■ **課題内容**
#1 本文によると、ルノワールは何年にどこで生まれたか。
#2 次の(a)〜(c)が本文の内容と合うかどうかを判定し、決め手となる本文の語句をそのまま引用して示してください。
(a) ルノワールは仕立て屋の家の6番目の子供だった。
(b) ルノワールは13歳の頃に音楽の道へ進んだ。
(c) ルノワールは20歳で陶磁器の絵付け職人を辞めた。
#3 本文の「印象派の画家、ルノワールの生涯」以降の部分に出てくる西暦年をすべて挙げよ。

■ **本文**

風景画の多い印象派のなかでは、ルノワールの絵画はもっぱら人物画が中心。パリの人々、特に女性像を描いてきたルノワールの生涯、そして作風はどのようなものだったでしょうか。

最近では、横浜美術館で2019年9月から2020年1月13日まで展覧会「オランジュリー美術館コレクション ルノワールとパリに恋した12人の画家たち」も開催されました。ルノワールとその絵画について学び、より奥深い鑑賞を目指しましょう。

印象派の画家、ルノワールの生涯

ピエール=オーギュスト・ルノワール(Pierre-Augustê Renoir)は1841年、フランス中南部に位置するリモージュの労働階級の家庭に生まれました。ルノワールは貧しい仕立て屋の家の6番目の子供であったために、社会の中で身を立てようという決意がなおさら強くあったとか。

1844年に家族でパリのビブリオテーク街へ移り住みます。小学校の頃には音楽の才能を見出され、聖歌隊に入ったルノワールは美声であったという話も。しかし13歳の頃、両親からデッサンの才能を見出されたルノワールは音楽の道には進むことなく、レヴィ・フレールの陶磁器の工房で絵付け職人の見習いとして奉公します。昼に見習いをしたあと、夜にはカルノエットのデッサン教室で美術の基礎を学びました。

1858年、陶磁器の絵付けは機械化が進んだことにより、17歳のルノワールは陶磁器の絵付け職人を退職。生活のために、当時パリで日本の浮世絵などジャポニズムの影響から流行していた扇子に装飾を施すなど、職人の仕事をしながら生計を立てます。

そして1859年、教会のテントなど、あらゆる絵付け職人の仕事を請け負い、貯金をしながらルノワールは画家になることを志します。ルーブル美術館に通い、ルーベンスやフラゴナールの模写をするなど、自力で熱心に学習していました。

■ **記録データ**

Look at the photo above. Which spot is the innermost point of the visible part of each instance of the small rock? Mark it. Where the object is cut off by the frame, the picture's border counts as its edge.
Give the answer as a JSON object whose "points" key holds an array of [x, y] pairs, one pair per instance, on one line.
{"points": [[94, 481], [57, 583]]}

--

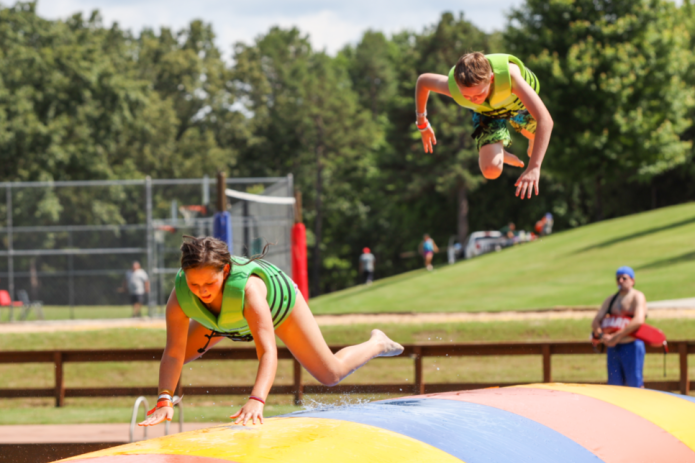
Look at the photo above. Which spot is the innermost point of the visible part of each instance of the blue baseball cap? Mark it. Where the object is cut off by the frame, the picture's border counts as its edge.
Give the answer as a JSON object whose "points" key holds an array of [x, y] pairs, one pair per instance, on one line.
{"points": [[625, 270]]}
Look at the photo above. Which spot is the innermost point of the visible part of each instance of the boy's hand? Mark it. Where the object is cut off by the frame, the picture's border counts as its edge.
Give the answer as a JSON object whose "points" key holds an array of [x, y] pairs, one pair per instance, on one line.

■ **課題別の解答**
#1 1841年に、フランス中南部に位置するリモージュで生まれた。

#2
(a) 合う。「ルノワールは貧しい仕立て屋の家の6番目の子供であった」
(b) 合わない。「ルノワールは音楽の道には進むことなく」
(c) 合わない。「17歳のルノワールは陶磁器の絵付け職人を退職」

#3 1841年、1844年、1858年、1859年